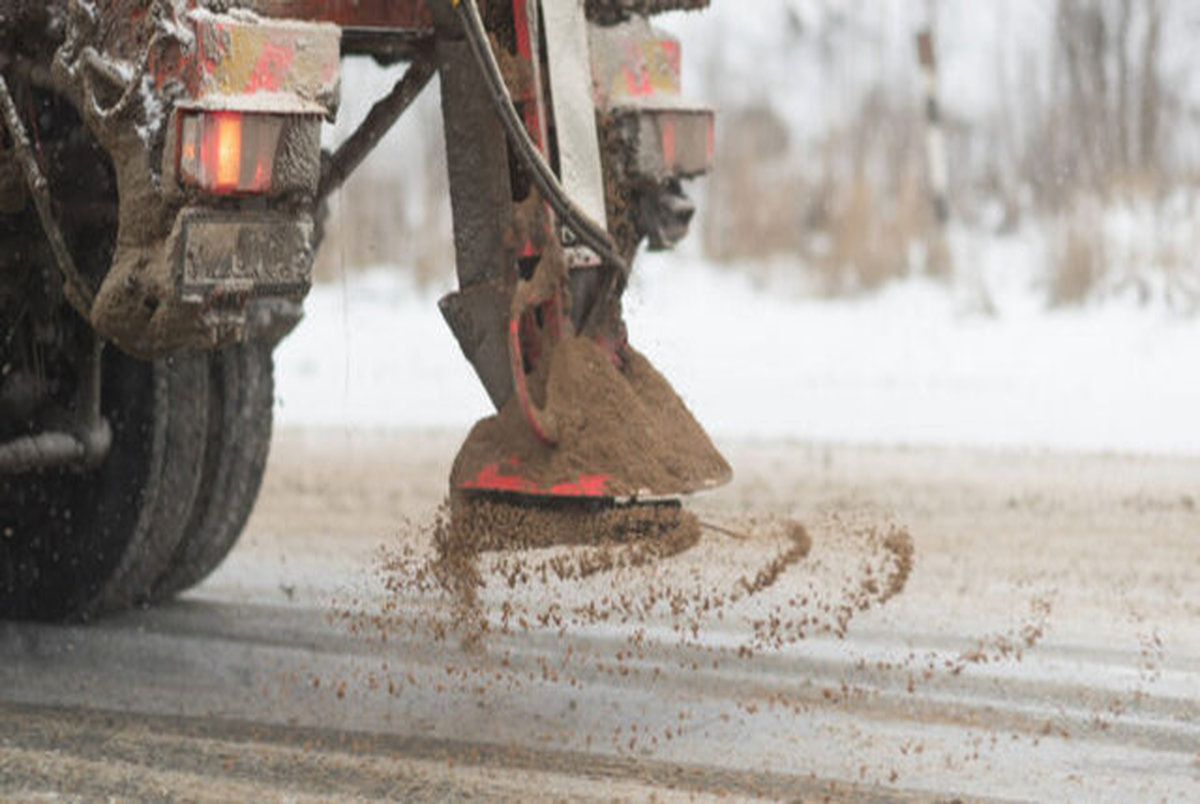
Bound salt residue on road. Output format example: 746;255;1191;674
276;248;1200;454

__________

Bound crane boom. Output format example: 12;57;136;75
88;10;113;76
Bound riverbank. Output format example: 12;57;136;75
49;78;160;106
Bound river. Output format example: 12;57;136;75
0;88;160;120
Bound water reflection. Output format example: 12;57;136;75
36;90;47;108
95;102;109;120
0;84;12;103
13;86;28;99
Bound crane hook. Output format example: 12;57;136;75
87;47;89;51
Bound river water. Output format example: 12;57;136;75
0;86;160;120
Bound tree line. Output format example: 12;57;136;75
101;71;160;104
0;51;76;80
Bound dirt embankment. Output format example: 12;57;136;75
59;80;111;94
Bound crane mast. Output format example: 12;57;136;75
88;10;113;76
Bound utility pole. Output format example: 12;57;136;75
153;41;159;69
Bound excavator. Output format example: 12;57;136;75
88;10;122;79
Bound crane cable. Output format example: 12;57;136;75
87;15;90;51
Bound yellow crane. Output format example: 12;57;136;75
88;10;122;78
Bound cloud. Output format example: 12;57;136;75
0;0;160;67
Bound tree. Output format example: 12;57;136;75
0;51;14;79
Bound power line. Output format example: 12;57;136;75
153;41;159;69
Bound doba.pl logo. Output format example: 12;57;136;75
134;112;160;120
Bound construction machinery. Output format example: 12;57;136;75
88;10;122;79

__________

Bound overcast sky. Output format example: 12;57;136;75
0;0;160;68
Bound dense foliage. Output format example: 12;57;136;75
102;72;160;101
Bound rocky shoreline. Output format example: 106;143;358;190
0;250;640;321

__________

== PROBLEM DESCRIPTION ==
Scale the data in the stretch from the line containing "Bound salt residue" through the line containing "276;248;1200;454": write those lines out again in full, multiplying each bounding-box coordinate in the answers by 1.9 and rounding to whole numbers, with halves going up. Leave the numbers in the output format samples unchanged, and give only these lines.

== WRITTEN SOLUTION ==
Bound salt residue on road. Output format example: 746;255;1191;674
524;471;2280;863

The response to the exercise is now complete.